__Supplied data__.
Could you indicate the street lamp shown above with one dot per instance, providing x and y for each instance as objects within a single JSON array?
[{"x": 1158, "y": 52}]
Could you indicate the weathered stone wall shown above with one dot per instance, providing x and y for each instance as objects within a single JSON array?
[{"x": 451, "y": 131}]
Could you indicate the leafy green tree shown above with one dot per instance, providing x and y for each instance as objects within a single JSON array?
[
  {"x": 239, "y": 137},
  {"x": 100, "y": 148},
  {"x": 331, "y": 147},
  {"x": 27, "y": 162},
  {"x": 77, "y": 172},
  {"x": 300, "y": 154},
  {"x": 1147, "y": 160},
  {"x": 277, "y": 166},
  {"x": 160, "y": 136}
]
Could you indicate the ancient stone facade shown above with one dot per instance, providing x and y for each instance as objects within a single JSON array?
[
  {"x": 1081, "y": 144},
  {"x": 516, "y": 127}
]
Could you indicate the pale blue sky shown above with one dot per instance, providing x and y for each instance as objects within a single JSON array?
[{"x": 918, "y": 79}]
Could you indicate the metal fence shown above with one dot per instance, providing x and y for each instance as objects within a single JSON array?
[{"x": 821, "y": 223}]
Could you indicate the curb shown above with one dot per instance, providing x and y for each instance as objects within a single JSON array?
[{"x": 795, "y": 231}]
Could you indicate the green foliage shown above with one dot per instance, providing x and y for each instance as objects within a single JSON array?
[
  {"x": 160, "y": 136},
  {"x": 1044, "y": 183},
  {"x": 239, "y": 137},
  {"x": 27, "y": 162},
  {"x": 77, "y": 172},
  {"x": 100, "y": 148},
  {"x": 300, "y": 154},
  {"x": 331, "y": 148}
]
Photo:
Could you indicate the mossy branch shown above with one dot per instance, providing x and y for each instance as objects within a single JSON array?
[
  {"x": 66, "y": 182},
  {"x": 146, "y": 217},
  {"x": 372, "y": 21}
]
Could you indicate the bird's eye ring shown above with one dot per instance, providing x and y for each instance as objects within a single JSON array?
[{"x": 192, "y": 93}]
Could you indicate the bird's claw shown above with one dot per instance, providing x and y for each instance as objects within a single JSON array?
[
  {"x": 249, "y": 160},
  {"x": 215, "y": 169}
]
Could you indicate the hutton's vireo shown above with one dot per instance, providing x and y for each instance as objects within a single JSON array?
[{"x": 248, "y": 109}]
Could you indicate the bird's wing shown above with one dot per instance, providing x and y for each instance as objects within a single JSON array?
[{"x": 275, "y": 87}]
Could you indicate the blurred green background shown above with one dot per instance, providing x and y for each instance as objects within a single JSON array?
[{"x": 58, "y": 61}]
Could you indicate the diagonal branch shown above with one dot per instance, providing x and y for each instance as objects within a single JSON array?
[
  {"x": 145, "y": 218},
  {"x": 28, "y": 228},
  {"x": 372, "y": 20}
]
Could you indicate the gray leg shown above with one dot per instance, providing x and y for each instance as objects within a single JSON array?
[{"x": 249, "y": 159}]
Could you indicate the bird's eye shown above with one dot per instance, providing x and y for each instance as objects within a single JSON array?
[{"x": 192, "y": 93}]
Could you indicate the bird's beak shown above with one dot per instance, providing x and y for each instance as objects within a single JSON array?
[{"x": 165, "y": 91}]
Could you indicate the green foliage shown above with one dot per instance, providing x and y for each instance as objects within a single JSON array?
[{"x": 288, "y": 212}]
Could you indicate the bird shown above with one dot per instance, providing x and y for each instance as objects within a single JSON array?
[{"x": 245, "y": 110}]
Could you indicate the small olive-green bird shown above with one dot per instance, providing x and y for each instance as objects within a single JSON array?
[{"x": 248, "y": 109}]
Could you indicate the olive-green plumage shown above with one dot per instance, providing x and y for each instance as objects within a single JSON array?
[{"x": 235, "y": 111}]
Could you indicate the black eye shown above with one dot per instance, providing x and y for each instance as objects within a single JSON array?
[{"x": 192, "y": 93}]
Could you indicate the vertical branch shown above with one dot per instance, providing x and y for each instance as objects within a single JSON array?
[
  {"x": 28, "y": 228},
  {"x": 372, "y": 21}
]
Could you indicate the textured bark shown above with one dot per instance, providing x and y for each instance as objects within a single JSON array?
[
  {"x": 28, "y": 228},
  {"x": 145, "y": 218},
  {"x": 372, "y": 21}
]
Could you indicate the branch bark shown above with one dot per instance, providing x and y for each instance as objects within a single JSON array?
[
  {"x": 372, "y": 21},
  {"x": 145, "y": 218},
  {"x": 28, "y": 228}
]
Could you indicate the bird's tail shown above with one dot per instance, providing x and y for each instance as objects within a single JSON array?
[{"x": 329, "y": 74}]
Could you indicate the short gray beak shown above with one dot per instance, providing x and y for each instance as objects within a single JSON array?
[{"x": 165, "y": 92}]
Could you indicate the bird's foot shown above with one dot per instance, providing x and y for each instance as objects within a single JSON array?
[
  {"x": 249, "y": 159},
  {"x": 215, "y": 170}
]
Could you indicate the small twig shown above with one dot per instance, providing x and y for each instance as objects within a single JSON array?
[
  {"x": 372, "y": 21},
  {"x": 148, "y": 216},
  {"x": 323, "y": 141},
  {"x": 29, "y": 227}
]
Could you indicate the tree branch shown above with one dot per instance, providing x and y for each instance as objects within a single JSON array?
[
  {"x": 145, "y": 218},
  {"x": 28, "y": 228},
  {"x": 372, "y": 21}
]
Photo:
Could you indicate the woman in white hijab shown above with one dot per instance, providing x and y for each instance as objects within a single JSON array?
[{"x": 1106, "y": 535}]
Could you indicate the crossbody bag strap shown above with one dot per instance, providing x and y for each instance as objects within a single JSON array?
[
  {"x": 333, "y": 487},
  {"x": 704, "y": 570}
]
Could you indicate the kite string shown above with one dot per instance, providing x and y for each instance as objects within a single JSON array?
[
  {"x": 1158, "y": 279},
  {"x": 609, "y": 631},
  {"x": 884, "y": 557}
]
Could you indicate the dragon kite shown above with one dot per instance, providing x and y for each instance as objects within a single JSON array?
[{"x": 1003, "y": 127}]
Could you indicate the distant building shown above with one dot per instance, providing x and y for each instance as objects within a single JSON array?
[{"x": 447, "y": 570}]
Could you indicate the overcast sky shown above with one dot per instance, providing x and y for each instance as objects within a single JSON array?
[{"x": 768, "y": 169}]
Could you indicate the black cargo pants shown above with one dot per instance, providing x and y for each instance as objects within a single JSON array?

__Requirements__. Your task is to reproduce the whole listing exactly.

__Output__.
Could you indicate the street lamp shown above with one dot per instance, providing x and y for each instance as objects within a single JSON array?
[{"x": 1158, "y": 52}]
Could you indicate the weathered stone wall shown above with one dot per instance, providing x and y for each instance as objects within a single JSON array?
[{"x": 451, "y": 131}]
Could you indicate the leafy green tree shown above with one dot per instance, providing x and y for each instance as objects within a single JSON array?
[
  {"x": 239, "y": 137},
  {"x": 100, "y": 148},
  {"x": 331, "y": 147},
  {"x": 27, "y": 162},
  {"x": 77, "y": 172},
  {"x": 300, "y": 154},
  {"x": 1147, "y": 160},
  {"x": 277, "y": 166},
  {"x": 160, "y": 136}
]
Could you indicate the ancient stone facade shown above with one dot per instance, providing x and y for each instance as objects within a single JSON array?
[
  {"x": 1081, "y": 144},
  {"x": 516, "y": 127}
]
Could you indicate the pale blue sky shown above with one dot per instance, providing x and y for each instance as objects within a single JSON array?
[{"x": 918, "y": 79}]
Could you indicate the metal fence shown above with one dot per instance, providing x and y for each instance as objects within a single JSON array?
[{"x": 821, "y": 223}]
Could you indicate the curb shown above with one dot per instance, providing x and y for each instance as objects within a single JSON array?
[{"x": 795, "y": 231}]
Could you indicate the green foliage shown above with one dot per instance, providing x and y for each instance as objects within a single JSON array?
[
  {"x": 160, "y": 136},
  {"x": 1044, "y": 183},
  {"x": 239, "y": 137},
  {"x": 27, "y": 162},
  {"x": 77, "y": 172},
  {"x": 100, "y": 148},
  {"x": 300, "y": 154},
  {"x": 331, "y": 148}
]
Photo:
Could you indicate the mossy branch shown above with one dot per instance, providing x and y for each instance as objects within a single JSON array?
[
  {"x": 66, "y": 182},
  {"x": 146, "y": 217},
  {"x": 372, "y": 21}
]
Could you indicate the bird's eye ring shown above with one dot per instance, providing x and y for each instance as objects within a single JSON array?
[{"x": 192, "y": 93}]
Could you indicate the bird's claw shown above with one dot per instance, providing x and y for each instance as objects within a single JSON array?
[
  {"x": 249, "y": 160},
  {"x": 215, "y": 169}
]
Could you indicate the hutton's vireo shown above with one dot per instance, providing x and y for each instance as objects within a single JSON array?
[{"x": 248, "y": 109}]
Could you indicate the bird's wing shown above with one dot per instance, providing x and y for each instance as objects within a single JSON array?
[{"x": 275, "y": 87}]
Could you indicate the blurred green background shown above with one dot per instance, providing x and y for each instance as objects within a single JSON array?
[{"x": 58, "y": 61}]
Could you indicate the diagonal branch shown above with one dot per instance, providing x and y for each instance as objects within a single JSON array?
[
  {"x": 145, "y": 218},
  {"x": 28, "y": 228},
  {"x": 372, "y": 20}
]
Could you indicate the gray leg shown above with one dot per instance, providing x and y for each instance as objects within a single JSON array?
[{"x": 249, "y": 159}]
Could you indicate the bird's eye shown above with one dot per instance, providing x and y for each instance as objects within a single JSON array?
[{"x": 192, "y": 93}]
Could you indicate the bird's beak shown above with one dot per instance, providing x and y for each instance as objects within a single JSON array?
[{"x": 165, "y": 91}]
Could you indicate the green foliage shown above with one dot per instance, providing x and y for each instance as objects within a single JSON array?
[{"x": 288, "y": 212}]
Could you indicate the bird shown above with one dot per instance, providing x and y for each instance as objects within a single JSON array?
[{"x": 245, "y": 110}]
Could you indicate the small olive-green bird shown above with one dot per instance, providing x and y for each instance as objects within a single JSON array?
[{"x": 248, "y": 109}]
Could you indicate the olive-green plumage shown above with one dot per instance, providing x and y for each instance as objects within a single JSON array?
[{"x": 235, "y": 111}]
Could you indicate the black eye shown above with one dot per instance, providing x and y for each instance as objects within a single JSON array?
[{"x": 192, "y": 93}]
Could you indicate the vertical branch shown above with one dot per instance, providing x and y for each instance as objects within a single JSON array?
[
  {"x": 28, "y": 228},
  {"x": 372, "y": 21}
]
Could you indicate the textured bark shown above with one dot per instance, providing x and y for each instance as objects within a single JSON array?
[
  {"x": 28, "y": 228},
  {"x": 145, "y": 218},
  {"x": 372, "y": 21}
]
Could you indicate the branch bark shown above with one dot per instance, providing x and y for each instance as objects within a single JSON array?
[
  {"x": 372, "y": 21},
  {"x": 145, "y": 218},
  {"x": 28, "y": 228}
]
Could you indicate the bird's tail shown above with one dot per instance, providing x and y for each instance as objects within a single JSON array?
[{"x": 329, "y": 74}]
Could you indicate the short gray beak shown above with one dot per instance, providing x and y for each instance as objects within a single JSON array?
[{"x": 165, "y": 92}]
Could you indicate the bird's foot shown above with one dot per instance, providing x and y for each instance as objects within a single JSON array?
[
  {"x": 249, "y": 159},
  {"x": 215, "y": 170}
]
Could you indicate the small twig shown above with one dot per instance, providing x and y for each instance as objects within a single JSON array?
[
  {"x": 372, "y": 21},
  {"x": 148, "y": 216},
  {"x": 323, "y": 141},
  {"x": 29, "y": 227}
]
Could you indicate the tree branch shown above with one dot per instance, providing x and y for each instance as objects within a single JSON array?
[
  {"x": 145, "y": 218},
  {"x": 28, "y": 228},
  {"x": 372, "y": 21}
]
Photo:
Could you indicate the woman in white hijab shown above with one dot per instance, providing x and y for each instance as objects within a single JSON array?
[{"x": 1106, "y": 535}]
Could you indicate the crossbody bag strap shown above with one dot per instance, providing x and y for each instance as objects within a single JSON array?
[
  {"x": 333, "y": 487},
  {"x": 704, "y": 570}
]
Could you indicate the kite string shown above with one dot per instance, providing x and y for each instance as objects within a single JSON array?
[
  {"x": 1158, "y": 279},
  {"x": 609, "y": 631},
  {"x": 884, "y": 557}
]
Could you indicate the dragon kite shown above with one dot per instance, providing x and y for each instance as objects within a single JSON array?
[{"x": 1003, "y": 127}]
Could you indicate the distant building shown above with one dot per instance, providing x and y for each instance as objects within a single JSON array?
[{"x": 447, "y": 570}]
Could you indicate the overcast sky shown above with one dot per instance, providing x and y for each instance as objects within a single JSON array?
[{"x": 768, "y": 169}]
Could you indicate the black cargo pants shown above with one dot per instance, providing x and y for each instance as objects within a single JSON array?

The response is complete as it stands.